◆ BRIEF: All entries are to be reproduced exactly; the pictures are to be omitted.

[DATA SUPPLIED Boundary: Start]

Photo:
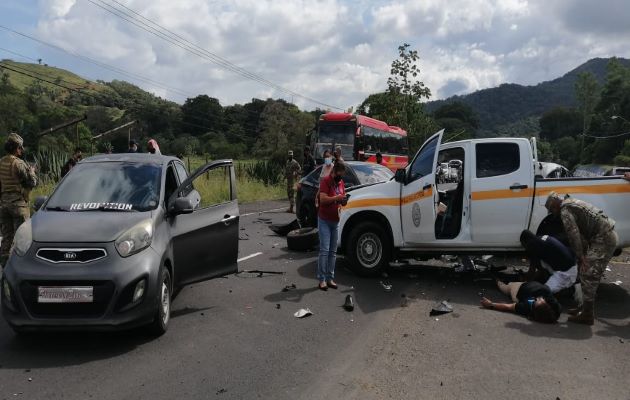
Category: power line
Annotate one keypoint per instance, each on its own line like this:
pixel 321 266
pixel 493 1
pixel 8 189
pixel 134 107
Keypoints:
pixel 183 43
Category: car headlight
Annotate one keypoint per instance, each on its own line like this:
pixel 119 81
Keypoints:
pixel 23 238
pixel 135 239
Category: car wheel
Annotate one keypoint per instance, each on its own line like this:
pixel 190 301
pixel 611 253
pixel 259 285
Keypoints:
pixel 303 239
pixel 369 249
pixel 162 317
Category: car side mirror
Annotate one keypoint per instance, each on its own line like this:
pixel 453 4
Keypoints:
pixel 401 175
pixel 182 205
pixel 39 202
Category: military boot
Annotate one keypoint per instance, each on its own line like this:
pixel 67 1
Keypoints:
pixel 586 316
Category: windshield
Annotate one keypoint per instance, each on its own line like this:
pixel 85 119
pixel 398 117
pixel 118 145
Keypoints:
pixel 112 186
pixel 372 173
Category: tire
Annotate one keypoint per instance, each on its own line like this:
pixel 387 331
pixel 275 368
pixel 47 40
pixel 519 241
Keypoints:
pixel 369 249
pixel 303 239
pixel 162 317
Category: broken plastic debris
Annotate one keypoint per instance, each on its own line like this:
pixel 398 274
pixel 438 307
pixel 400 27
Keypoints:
pixel 302 313
pixel 348 305
pixel 289 287
pixel 441 308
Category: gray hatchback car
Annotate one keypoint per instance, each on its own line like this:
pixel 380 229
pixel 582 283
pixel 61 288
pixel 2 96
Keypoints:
pixel 118 236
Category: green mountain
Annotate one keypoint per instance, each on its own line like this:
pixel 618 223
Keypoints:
pixel 513 109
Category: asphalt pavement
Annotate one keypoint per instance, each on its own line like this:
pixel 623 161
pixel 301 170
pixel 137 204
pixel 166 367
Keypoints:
pixel 236 337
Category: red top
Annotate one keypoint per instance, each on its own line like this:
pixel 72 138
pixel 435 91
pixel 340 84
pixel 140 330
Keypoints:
pixel 330 212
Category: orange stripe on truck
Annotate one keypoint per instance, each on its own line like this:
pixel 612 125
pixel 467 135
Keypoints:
pixel 390 201
pixel 544 191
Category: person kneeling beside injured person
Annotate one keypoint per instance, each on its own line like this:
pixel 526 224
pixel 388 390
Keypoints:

[DATA SUPPLIED Boundary: End]

◆ WRITTEN RESPONSE:
Photo:
Category: power line
Annotate one keypoint per instance, each on its own line like this:
pixel 321 266
pixel 493 1
pixel 8 189
pixel 134 107
Keypoints:
pixel 183 43
Category: car headlight
Annotate one keypoint per instance, each on its own line like this:
pixel 119 81
Keypoints:
pixel 23 238
pixel 135 239
Category: car wheel
Annotate one keypoint per instance, each on its own line like this:
pixel 190 301
pixel 611 253
pixel 259 285
Keypoints:
pixel 303 239
pixel 369 249
pixel 162 317
Category: car side mirror
Annotate one keypoint per instance, each on its own line like this:
pixel 453 4
Keypoints:
pixel 401 175
pixel 182 205
pixel 39 202
Category: military boot
Annotate one keypoint per instance, each on its own line like this:
pixel 67 1
Keypoints:
pixel 586 316
Category: windshield
Annotate one keypoint per instance, each on its own line like this:
pixel 85 119
pixel 398 117
pixel 118 145
Keypoints:
pixel 112 186
pixel 372 173
Category: tire
Annotate one keypoint per instance, each on its own line like this:
pixel 387 331
pixel 275 368
pixel 47 40
pixel 519 241
Keypoints:
pixel 369 249
pixel 303 239
pixel 162 317
Category: broken plastic debris
Annotate one keypoint per instance, each on its own line like this:
pixel 398 274
pixel 438 307
pixel 400 27
Keypoints:
pixel 302 313
pixel 348 305
pixel 289 287
pixel 441 308
Category: gray hatchback car
Annotate one keypoint per instance, each on its own line like this:
pixel 380 229
pixel 582 283
pixel 61 288
pixel 2 96
Keypoints:
pixel 118 236
Category: green mountain
Annotate one keypoint per instance, each on its own line like this:
pixel 618 223
Keypoints:
pixel 513 109
Category: asphalt pavement
Annotate one keypoint per instance, each on its own line like this:
pixel 623 161
pixel 301 170
pixel 137 204
pixel 166 367
Keypoints:
pixel 236 337
Category: red top
Annotate one keypoint per instance, each on its own line like this:
pixel 72 138
pixel 435 91
pixel 340 84
pixel 140 330
Keypoints:
pixel 330 212
Category: orange stripe on truck
Annotate one keypoint per instance, each on its own line like this:
pixel 612 125
pixel 467 135
Keypoints:
pixel 390 201
pixel 544 191
Category: person kneeling beside injured person
Annotate one keypoint per instance, each on its own line like this:
pixel 526 224
pixel 388 390
Keypoints:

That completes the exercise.